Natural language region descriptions
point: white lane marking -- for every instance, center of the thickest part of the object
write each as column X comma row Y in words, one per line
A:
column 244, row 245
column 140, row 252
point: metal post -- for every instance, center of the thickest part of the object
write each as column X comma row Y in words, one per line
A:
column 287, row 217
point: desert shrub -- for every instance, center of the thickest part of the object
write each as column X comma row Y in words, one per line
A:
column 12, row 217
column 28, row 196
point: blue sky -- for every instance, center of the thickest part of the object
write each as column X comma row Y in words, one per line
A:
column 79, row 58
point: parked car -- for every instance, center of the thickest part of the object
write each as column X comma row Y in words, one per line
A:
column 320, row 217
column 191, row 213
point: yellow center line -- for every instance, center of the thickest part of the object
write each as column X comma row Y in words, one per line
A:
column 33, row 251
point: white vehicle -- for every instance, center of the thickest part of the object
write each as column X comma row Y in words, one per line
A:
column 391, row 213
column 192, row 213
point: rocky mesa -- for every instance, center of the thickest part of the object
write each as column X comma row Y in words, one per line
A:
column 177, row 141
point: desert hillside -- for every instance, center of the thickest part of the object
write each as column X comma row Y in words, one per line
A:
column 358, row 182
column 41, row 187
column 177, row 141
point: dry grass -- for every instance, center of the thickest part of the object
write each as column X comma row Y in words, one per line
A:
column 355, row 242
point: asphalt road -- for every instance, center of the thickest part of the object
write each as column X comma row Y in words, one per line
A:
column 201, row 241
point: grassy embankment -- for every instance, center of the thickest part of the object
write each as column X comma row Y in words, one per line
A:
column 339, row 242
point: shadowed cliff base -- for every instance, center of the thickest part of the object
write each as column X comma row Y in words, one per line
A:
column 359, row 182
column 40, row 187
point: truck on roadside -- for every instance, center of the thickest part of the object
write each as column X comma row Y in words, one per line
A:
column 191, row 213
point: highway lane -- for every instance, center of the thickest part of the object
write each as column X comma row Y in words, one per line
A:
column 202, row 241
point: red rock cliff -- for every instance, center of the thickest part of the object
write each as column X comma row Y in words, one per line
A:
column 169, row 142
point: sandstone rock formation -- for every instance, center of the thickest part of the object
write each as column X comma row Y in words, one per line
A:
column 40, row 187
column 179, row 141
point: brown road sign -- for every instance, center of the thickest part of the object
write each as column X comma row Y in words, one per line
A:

Activity> The expected response is the full set of records, reproduced exactly.

Worked solution>
point: white lane marking -- for every instance, center of the thickest part of the object
write each as column X comma row Y in words, one per line
A:
column 244, row 245
column 140, row 252
point: metal post -- for every instance, center of the thickest part of the object
write each as column X comma row Y in words, one per line
A:
column 287, row 217
point: desert shrub -- for every instance, center of the thickest part of the object
write each as column X comma row Y in words, one per line
A:
column 12, row 217
column 28, row 196
point: blue sky -- for every instance, center of the thickest part of the object
write each as column X comma row Y in words, one per line
A:
column 79, row 58
point: parked car -- for every instance, center of the thickest part of the object
write each as column X comma row Y in words, one per line
A:
column 320, row 217
column 191, row 213
point: yellow center line -- for every instance, center of the thickest part of the object
write each as column X comma row Y in words, one per line
A:
column 33, row 251
point: white vehicle -- for every instance, center of the thickest part of the object
write each as column X comma row Y in words, one per line
A:
column 391, row 213
column 192, row 213
point: rocky mesa -- for every instance, center of the thickest part of the object
write each as column X comma row Y in words, one per line
A:
column 177, row 141
point: desert hillside -- for every instance, center of the thickest part of the object
write each as column X comma row Y in words, one per line
A:
column 358, row 182
column 41, row 187
column 177, row 141
point: dry grass -- for every instance, center of the thickest part of the object
write each as column X comma row Y in words, one per line
A:
column 355, row 242
point: asphalt road -- for every instance, center of the thickest part of the object
write each as column X comma row Y in words, one per line
A:
column 201, row 241
point: grassy embankment -- for every instance, center of the thickest part of the object
write each as column X comma row Y in words, one per line
A:
column 339, row 242
point: shadowed cliff base -- for every instance, center of the thickest part of the object
write each as column X comma row Y in words, one per line
A:
column 359, row 182
column 40, row 187
point: truck on roadside -- for every instance, center of the thickest part of the object
write each as column X comma row Y in words, one per line
A:
column 191, row 213
point: highway lane -- for every instance, center of the thickest part of the object
write each as column X comma row Y in words, one per line
A:
column 202, row 241
point: red rock cliff -- for every instance, center of the thickest part of the object
write each as column X comma row Y in words, one per line
A:
column 169, row 142
point: sandstone rock formation -- for every instance, center of the thickest part of the object
write each as column X comma row Y in words, one per line
A:
column 40, row 187
column 179, row 141
point: brown road sign -- for every instance, center of the thickest part of the object
write each as column X comma row Y in words, one per line
A:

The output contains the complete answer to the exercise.